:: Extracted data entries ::
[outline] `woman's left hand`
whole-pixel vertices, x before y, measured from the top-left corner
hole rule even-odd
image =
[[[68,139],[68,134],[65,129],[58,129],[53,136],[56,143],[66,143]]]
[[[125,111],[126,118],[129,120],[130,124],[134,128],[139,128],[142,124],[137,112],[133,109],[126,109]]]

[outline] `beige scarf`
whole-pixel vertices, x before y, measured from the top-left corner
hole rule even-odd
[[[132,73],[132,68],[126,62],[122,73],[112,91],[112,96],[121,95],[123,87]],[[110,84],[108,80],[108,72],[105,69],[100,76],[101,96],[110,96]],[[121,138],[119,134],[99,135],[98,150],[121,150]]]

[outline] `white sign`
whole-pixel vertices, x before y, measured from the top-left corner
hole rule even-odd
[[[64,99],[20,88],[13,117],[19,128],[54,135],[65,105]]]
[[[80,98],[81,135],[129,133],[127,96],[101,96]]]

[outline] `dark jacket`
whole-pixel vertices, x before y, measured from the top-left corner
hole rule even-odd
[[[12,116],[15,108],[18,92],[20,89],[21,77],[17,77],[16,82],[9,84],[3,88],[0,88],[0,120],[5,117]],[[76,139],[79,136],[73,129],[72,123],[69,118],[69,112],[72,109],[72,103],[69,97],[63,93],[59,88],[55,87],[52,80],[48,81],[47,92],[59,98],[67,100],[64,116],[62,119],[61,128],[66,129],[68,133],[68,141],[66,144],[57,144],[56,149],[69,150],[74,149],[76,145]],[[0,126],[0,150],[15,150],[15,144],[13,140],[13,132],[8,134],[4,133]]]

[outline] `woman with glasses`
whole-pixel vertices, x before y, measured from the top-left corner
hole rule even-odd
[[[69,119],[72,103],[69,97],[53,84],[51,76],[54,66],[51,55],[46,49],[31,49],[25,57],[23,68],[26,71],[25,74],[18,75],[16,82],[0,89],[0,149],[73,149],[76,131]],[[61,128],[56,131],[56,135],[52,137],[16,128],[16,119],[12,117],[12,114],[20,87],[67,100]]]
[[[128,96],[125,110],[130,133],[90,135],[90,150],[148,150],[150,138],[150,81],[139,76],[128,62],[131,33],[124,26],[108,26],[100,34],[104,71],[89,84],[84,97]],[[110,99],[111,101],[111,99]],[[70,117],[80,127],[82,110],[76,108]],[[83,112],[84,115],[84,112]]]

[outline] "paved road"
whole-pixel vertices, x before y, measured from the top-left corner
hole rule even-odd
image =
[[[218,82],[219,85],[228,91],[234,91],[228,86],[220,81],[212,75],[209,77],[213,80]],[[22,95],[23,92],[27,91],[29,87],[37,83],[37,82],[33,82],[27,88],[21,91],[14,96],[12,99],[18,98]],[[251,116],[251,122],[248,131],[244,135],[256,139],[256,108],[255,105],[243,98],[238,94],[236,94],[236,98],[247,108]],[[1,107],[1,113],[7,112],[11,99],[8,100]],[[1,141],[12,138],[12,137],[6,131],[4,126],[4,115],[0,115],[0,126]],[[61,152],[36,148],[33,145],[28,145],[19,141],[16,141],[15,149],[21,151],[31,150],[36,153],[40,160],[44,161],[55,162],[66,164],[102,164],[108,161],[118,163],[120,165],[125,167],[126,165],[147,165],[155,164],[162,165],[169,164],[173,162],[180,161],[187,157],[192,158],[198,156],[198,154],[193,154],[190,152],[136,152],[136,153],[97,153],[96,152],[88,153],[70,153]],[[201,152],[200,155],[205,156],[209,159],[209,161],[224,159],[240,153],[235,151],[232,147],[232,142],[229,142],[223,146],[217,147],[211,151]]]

---

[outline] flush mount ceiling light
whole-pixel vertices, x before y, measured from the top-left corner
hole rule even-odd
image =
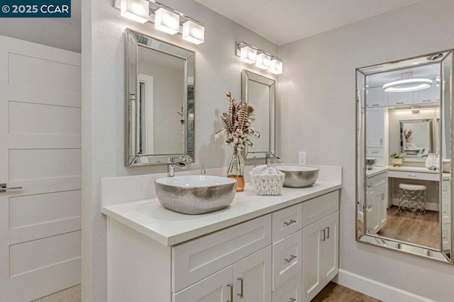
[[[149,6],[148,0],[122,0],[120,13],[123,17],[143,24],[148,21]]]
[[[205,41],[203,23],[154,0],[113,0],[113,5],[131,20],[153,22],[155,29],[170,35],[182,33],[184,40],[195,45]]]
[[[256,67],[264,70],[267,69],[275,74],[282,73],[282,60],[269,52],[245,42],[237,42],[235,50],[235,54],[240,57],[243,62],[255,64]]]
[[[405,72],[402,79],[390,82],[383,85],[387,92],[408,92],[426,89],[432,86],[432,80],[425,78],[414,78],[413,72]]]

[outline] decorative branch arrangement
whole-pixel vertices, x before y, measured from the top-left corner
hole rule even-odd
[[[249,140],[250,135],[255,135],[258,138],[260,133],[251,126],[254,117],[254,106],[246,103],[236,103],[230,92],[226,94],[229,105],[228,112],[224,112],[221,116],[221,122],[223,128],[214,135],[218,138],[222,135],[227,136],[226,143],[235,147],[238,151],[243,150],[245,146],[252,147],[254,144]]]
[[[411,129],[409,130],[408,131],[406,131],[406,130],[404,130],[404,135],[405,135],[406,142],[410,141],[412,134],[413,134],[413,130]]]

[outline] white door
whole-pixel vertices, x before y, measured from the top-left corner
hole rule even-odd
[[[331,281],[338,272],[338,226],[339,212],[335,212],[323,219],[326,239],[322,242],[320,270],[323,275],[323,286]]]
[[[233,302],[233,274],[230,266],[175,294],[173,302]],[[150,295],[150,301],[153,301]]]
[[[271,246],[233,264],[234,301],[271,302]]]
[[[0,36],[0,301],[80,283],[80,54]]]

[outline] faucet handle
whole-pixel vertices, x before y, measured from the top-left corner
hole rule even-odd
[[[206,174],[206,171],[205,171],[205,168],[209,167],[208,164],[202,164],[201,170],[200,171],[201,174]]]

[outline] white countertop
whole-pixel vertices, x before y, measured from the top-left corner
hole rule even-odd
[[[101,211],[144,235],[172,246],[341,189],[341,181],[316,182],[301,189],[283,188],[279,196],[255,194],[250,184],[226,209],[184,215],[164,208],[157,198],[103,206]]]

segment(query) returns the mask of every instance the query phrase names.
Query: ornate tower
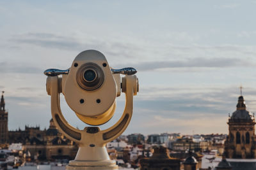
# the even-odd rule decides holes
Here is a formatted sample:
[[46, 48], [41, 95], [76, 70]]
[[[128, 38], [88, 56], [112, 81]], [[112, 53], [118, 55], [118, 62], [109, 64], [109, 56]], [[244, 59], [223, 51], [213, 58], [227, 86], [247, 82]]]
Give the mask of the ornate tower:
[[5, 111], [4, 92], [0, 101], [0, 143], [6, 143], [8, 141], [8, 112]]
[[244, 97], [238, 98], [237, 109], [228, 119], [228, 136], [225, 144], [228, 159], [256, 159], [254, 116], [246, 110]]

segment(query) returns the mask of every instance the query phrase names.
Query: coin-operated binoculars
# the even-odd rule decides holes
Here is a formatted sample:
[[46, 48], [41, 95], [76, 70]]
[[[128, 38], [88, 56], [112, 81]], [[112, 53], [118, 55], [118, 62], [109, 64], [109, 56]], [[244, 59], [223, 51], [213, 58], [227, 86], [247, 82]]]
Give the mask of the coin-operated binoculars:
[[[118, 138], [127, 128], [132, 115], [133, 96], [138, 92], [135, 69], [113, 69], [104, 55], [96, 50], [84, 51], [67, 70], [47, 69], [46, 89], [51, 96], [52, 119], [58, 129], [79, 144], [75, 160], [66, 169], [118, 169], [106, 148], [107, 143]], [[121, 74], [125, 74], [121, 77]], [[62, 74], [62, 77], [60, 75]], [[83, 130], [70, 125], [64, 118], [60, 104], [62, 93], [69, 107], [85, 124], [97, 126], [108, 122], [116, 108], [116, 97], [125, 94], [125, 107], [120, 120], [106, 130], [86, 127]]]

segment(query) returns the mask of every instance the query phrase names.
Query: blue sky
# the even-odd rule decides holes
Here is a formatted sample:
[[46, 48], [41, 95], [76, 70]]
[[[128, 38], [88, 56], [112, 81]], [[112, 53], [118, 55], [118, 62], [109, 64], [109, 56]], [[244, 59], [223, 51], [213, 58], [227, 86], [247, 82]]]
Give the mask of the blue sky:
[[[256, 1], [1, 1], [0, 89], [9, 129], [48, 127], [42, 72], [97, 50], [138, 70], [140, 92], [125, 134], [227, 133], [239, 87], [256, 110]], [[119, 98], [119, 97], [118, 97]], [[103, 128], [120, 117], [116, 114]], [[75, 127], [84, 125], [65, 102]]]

* * *

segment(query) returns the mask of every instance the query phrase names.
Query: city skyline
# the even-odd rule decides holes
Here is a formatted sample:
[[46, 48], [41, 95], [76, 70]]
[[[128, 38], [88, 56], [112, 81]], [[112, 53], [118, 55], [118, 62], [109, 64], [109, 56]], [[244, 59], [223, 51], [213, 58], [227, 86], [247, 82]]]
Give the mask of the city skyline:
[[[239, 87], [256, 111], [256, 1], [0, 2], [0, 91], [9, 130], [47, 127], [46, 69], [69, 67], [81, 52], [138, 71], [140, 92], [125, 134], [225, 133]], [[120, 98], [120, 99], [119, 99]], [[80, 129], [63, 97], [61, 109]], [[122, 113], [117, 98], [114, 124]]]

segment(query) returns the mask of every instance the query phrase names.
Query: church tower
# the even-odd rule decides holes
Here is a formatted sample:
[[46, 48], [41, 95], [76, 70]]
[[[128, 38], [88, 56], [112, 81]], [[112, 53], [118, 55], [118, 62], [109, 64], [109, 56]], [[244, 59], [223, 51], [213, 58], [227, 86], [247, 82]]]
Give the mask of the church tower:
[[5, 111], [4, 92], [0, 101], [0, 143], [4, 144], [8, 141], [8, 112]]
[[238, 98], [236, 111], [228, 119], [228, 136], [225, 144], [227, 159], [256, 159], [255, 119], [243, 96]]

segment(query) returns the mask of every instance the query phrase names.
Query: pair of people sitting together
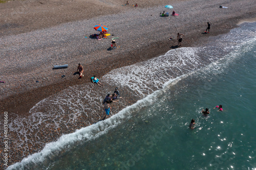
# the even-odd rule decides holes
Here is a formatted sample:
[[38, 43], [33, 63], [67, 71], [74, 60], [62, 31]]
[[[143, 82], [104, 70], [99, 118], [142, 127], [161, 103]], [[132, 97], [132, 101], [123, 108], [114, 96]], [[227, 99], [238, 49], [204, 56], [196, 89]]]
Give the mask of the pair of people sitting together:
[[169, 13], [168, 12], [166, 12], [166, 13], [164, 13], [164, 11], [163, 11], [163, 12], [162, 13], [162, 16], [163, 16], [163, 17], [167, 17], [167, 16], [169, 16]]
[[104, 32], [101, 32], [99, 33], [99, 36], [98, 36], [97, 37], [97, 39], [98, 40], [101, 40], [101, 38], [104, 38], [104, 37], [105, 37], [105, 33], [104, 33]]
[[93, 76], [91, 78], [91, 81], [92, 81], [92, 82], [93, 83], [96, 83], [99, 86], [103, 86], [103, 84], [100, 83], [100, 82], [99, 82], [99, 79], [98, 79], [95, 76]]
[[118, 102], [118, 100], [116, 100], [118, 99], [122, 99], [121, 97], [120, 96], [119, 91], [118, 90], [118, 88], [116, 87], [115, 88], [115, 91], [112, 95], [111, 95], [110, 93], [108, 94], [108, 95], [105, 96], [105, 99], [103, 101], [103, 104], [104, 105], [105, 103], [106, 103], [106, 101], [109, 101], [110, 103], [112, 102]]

:: JOB ::
Give the lines starting at the one that contains "[outline] faucet handle" and ending at the one that contains "116], [246, 110]]" as a JSON list of strings, one string per line, with blank lines left out. Leave the pictures out of the list.

:: OUTPUT FOR THIS TASK ::
[
  "[outline] faucet handle",
  "whole-pixel vertices, x before y, measured from the top-left corner",
  "hole rule even-odd",
  "[[[206,174],[206,171],[205,171],[205,168],[209,167],[208,164],[202,164],[201,170],[200,171],[201,174]]]",
  "[outline] white countertop",
  "whole-pixel vertices, x before y, measured from the top-left corner",
  "hole rule even-odd",
  "[[[101,211],[144,235],[172,246],[341,189],[341,181],[316,182],[301,189],[283,188],[279,196],[255,194],[250,184],[226,209],[184,215],[164,208],[157,198],[103,206]]]",
  "segment(query) returns the mask of every instance the query phrase names.",
  "Query: ornate tower",
  "# the even-odd rule decides holes",
  "Here is a formatted sample:",
  "[[46, 48], [41, 95], [76, 70]]",
  "[[[128, 38], [88, 56], [112, 81]], [[112, 53], [118, 55], [118, 62], [109, 64], [109, 56]], [[244, 59], [223, 51], [213, 58], [227, 86], [247, 82]]]",
  "Give the mask of the ornate tower:",
  "[[5, 111], [4, 92], [0, 101], [0, 143], [6, 143], [8, 141], [8, 112]]",
  "[[244, 97], [238, 98], [237, 109], [228, 119], [228, 136], [225, 144], [228, 159], [256, 159], [254, 116], [246, 110]]"
]